◆ **WORK REQUEST**
For every line in the data below that contains "positive", copy the line.

◆ **SUPPLIED RECORDS**
=====

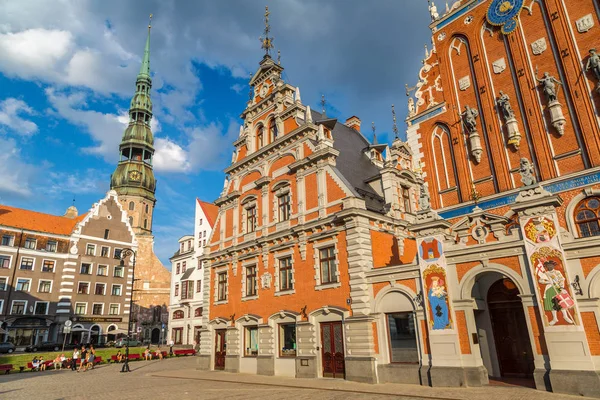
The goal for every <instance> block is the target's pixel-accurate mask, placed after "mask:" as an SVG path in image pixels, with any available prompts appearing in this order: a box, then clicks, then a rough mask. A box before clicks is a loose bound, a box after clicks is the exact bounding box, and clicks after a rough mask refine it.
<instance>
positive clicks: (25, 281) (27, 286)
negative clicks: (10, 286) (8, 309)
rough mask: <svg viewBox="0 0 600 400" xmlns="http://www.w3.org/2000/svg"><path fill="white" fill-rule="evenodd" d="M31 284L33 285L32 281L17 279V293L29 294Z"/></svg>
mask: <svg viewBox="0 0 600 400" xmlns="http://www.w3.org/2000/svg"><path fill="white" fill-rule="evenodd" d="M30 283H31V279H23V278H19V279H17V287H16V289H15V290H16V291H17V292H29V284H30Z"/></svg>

=====

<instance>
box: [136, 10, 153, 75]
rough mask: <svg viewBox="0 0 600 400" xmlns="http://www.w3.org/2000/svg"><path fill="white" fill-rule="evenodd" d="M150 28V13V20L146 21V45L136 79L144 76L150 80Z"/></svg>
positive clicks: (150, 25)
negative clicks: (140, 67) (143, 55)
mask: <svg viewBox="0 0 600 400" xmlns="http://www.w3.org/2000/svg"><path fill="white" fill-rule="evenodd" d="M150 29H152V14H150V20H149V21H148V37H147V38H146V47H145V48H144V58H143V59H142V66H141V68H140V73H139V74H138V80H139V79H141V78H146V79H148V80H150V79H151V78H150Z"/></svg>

=====

◆ **TASK ANSWER**
positive clicks: (25, 281) (27, 286)
positive clicks: (150, 25)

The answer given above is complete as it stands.